# How to make Sushi?



## mrs.mom (Jan 10, 2011)

I have read so much articles about suchi. I think I would never eat raw fish but then my husband tried it in a japanese restaurant and he found it great. The problem is he is always asking for it and I have no clue how to do it. Does anyone know how to make suchi?


----------



## GB (Jan 10, 2011)

Sushi actually does not even have to have fish in it. Sushi refers to the rice. Sushi rice is a short grain rice that is sweetened and also had vinegar in it. often times there is raw (or cooked) fish involved, but that is not a requirement. You can use veggies or even fruit as well. I do not have any specific recipes as there are so many, but search around and you are sure to fine tons.


----------



## 4meandthem (Jan 10, 2011)

You cannot just use raw fish from the supermarket.It would be dangerous to do so.Sushi restaurants freeze the portions for several days at low temp to kill any parasites and then thaw.

http://www.sushifaq.com/ffaq.htm


Tuna can sometimes be found as sushi or sashimi grade but you will pay a price still have only one kind of fish.

We make alot of sushi at home but none of it is raw.

make your rice according to a sushi rice recipe.

We roll our sushi on a quart size zip=lock baggie since I don't have a mat and it works just fine.

See you-tube videos for technique and rice quantity.

http://video.about.com/japanesefood/Prepare-Perfect-Sushi-Rice.htm


Some ofthe ingredients we mix for home sushi are;
(for spicy roll)

────────────────────────────────────────

What is needed: Write the next part of the forum thread about making sushi, picking up right after its last line.

Listed records:

────────────────────────────────────────

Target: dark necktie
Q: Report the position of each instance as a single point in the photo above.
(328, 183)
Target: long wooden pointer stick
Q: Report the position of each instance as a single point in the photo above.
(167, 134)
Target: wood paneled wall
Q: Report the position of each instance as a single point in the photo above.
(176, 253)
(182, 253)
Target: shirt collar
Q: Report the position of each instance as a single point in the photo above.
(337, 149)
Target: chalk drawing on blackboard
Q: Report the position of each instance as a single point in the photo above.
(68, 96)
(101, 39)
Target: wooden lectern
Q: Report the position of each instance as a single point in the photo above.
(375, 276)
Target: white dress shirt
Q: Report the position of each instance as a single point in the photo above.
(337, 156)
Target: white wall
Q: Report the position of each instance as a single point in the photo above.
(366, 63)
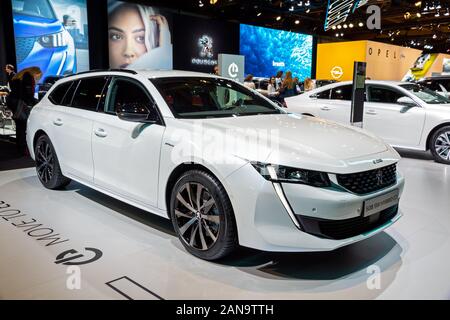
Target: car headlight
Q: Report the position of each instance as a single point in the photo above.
(277, 173)
(53, 40)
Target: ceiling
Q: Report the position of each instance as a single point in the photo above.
(408, 23)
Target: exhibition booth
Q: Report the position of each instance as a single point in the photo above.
(179, 155)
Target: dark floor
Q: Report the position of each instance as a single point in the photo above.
(10, 159)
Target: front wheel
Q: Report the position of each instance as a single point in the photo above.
(47, 165)
(202, 216)
(440, 145)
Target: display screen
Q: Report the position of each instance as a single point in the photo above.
(51, 35)
(199, 41)
(267, 51)
(139, 37)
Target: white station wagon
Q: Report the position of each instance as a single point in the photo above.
(186, 146)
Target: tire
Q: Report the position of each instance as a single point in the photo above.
(440, 145)
(47, 165)
(209, 233)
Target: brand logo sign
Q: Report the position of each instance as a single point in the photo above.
(337, 72)
(47, 236)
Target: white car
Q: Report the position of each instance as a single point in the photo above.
(405, 115)
(165, 142)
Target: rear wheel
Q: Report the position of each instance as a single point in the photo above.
(47, 165)
(440, 145)
(202, 216)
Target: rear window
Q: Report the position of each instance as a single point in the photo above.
(57, 95)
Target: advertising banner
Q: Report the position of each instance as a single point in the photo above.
(139, 37)
(199, 41)
(51, 35)
(267, 51)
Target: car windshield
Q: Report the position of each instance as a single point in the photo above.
(196, 97)
(35, 8)
(425, 94)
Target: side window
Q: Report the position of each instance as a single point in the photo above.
(323, 95)
(384, 95)
(342, 93)
(88, 93)
(67, 100)
(129, 95)
(58, 94)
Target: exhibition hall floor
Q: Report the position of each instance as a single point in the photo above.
(142, 258)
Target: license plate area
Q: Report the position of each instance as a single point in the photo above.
(380, 203)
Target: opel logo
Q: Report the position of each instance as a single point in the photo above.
(379, 177)
(337, 72)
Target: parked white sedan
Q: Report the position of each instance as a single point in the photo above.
(405, 115)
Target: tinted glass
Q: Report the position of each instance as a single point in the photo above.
(384, 95)
(69, 94)
(58, 94)
(128, 95)
(211, 97)
(89, 93)
(323, 95)
(342, 93)
(425, 94)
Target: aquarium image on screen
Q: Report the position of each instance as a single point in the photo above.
(267, 51)
(51, 35)
(139, 37)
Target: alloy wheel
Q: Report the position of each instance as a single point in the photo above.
(442, 145)
(197, 216)
(44, 161)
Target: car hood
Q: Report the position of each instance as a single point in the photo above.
(300, 141)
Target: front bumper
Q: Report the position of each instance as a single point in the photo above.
(264, 223)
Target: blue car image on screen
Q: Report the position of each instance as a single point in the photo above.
(41, 39)
(268, 50)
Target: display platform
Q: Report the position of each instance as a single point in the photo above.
(48, 238)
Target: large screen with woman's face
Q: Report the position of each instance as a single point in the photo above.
(267, 51)
(139, 37)
(51, 35)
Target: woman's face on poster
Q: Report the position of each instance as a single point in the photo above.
(126, 36)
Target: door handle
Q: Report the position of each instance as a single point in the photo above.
(58, 122)
(100, 133)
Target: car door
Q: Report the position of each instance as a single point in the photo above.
(397, 124)
(126, 154)
(75, 127)
(338, 107)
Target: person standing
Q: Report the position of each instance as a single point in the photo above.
(21, 100)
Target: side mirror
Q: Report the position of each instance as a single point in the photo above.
(137, 113)
(407, 102)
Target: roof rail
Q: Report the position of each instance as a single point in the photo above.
(102, 70)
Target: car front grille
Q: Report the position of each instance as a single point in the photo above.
(24, 47)
(369, 181)
(343, 229)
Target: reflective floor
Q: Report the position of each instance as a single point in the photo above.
(43, 233)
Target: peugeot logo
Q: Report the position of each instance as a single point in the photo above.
(379, 177)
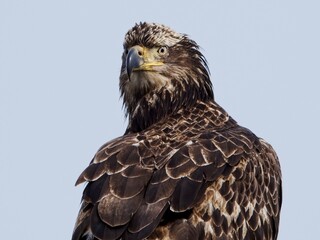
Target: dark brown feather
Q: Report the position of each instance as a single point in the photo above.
(184, 169)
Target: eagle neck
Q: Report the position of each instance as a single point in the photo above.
(159, 104)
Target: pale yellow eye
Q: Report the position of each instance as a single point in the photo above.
(162, 50)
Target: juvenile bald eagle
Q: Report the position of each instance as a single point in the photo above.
(184, 169)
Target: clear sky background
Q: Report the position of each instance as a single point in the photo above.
(59, 99)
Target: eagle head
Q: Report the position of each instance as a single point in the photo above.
(162, 71)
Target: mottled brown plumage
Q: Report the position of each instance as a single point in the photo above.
(184, 169)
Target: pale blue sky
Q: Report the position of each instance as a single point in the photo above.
(59, 99)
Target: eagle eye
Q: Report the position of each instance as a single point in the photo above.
(163, 50)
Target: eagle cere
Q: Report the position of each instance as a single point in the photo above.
(184, 169)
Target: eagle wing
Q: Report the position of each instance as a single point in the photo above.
(134, 180)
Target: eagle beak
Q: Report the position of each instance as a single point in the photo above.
(140, 59)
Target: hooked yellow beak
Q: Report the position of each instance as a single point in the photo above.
(141, 59)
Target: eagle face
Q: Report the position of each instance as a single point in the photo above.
(156, 61)
(184, 169)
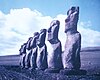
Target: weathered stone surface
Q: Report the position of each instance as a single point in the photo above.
(28, 53)
(54, 58)
(71, 55)
(42, 51)
(34, 51)
(22, 55)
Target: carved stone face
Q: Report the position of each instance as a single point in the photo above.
(28, 43)
(34, 40)
(41, 38)
(72, 19)
(53, 30)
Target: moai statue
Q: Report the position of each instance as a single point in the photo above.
(42, 51)
(22, 55)
(54, 58)
(34, 51)
(28, 53)
(71, 55)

────────────────────────────────────────

Result for this task:
Cooked shrimp chopped with some sri hacha chili sauce.
(for creamy roll)
Cooked shrimp chopped fine add a little mayo,splenda,soy
(cali roll)
Fake crab legs,avacado, cucumber,sesame seeds.
(cut cucumber to same length as nori wrapper)
(can roll on either side of nori with rice applied)
(philly roll)
smoked salmon and a little cream cheese can add a green onion too.

Other ingredients to try too.
sweet omelette
whole cooked shrimp
lemon 
sprouts
cooked salmon or any fish
julienne carrot,green onion,daikon

Anything really!

I always make these mussles with sushi dinner too.
Frozen on the half shell mussles.(green lip)thawed.
(for the sauce)
mayo,soy,splenda,little sri hacha chili sauce.

Mix and put about 3/4 tsp on each mussle and then 1 drop sri hacha on top for garnish.

broil until bubbly and brown.


----------



## Janet H (Jan 10, 2011)

I make sushi regularly. You can buy a rolling mat for about a buck at an oriental grocery - perhaps even at your local food market.  Get one or get two or three and invite your friends over for a sushi making party..

The most commonly found sushi is a roll.  Seasoned rice rolled up in a laver (seaweed) sheet and stuffed with some interesting goodies in the center.  Sushi can also be made without rolling.  Sushi Rice can be patted out into a layer with layers of interesting fillings added and then topped with more rice and cut into bite sized squares. You can make sushi into all kinds of shapes - it's fun to do.

The rice is the most important part of the sushi process.  You need a short grain rice (like calrose) and smaller grains are better that larger ones.  Products labeled Sushi Rice are usually very small short grained (smaller than calrose) varieties.  The rice is cooked so that it still has some 'tooth' to it when you bite and then once cooked, dumped into a bowl to cool and flavor.  Drizzle seasoning mix over the rice and fold and sir it in until the seasoning is absorbed and coats every grain.  Don't crush or mash the rice.  This mixture must be cool-ish to make sushi.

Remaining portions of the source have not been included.